=== Materials provided ===
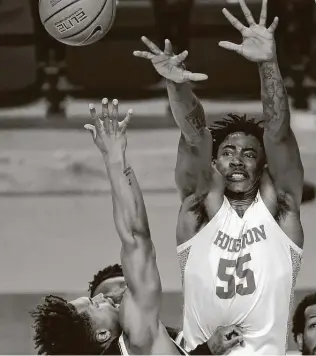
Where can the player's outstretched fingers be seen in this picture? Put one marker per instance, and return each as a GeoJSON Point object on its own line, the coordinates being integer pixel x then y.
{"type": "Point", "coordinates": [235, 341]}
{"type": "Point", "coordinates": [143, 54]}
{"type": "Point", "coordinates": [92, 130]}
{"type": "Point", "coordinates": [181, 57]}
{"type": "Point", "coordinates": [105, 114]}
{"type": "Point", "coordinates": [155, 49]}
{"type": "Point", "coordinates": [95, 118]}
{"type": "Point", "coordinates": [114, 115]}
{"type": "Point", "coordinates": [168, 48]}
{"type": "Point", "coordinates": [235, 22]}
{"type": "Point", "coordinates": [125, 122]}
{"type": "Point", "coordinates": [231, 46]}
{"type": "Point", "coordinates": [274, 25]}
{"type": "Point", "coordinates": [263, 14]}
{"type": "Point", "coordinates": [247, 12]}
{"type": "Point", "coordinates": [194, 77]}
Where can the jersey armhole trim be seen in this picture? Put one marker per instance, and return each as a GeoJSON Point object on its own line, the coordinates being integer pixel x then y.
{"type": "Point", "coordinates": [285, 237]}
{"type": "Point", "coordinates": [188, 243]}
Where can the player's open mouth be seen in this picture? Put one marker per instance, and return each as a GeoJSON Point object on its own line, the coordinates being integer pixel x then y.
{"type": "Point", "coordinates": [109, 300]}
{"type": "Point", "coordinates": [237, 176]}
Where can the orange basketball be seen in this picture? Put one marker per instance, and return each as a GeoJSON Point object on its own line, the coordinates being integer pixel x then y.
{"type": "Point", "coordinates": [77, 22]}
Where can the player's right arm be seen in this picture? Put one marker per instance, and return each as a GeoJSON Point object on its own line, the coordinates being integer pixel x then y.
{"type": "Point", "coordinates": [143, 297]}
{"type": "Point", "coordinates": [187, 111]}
===
What is expected
Answer with the exact lines running from the one that contains "Where can the jersey" through the last line of the data. Include no other line.

Expected answer
Where can the jersey armhole trim be seen in this picture? Put one marker per instance, and return each as a GeoJSON Point object on its own line, the coordinates being integer pixel x then y.
{"type": "Point", "coordinates": [285, 237]}
{"type": "Point", "coordinates": [188, 243]}
Where can the player's open mouth be seen in this picture? Put one marker per instance, and return each as a GeoJSON Point object on its own line, the coordinates being integer pixel x then y.
{"type": "Point", "coordinates": [109, 300]}
{"type": "Point", "coordinates": [237, 176]}
Where can the orange basketball be seen in this picture? Put one marker per instance, and return each as a GeoJSON Point object on its own line, the coordinates being integer pixel x then y.
{"type": "Point", "coordinates": [77, 22]}
Where can the player's right arm be seen in this picture? Put one marker per instance, and return each as a GeoJSON Point object on its own line, the coordinates being integer pixel x then y.
{"type": "Point", "coordinates": [143, 297]}
{"type": "Point", "coordinates": [187, 111]}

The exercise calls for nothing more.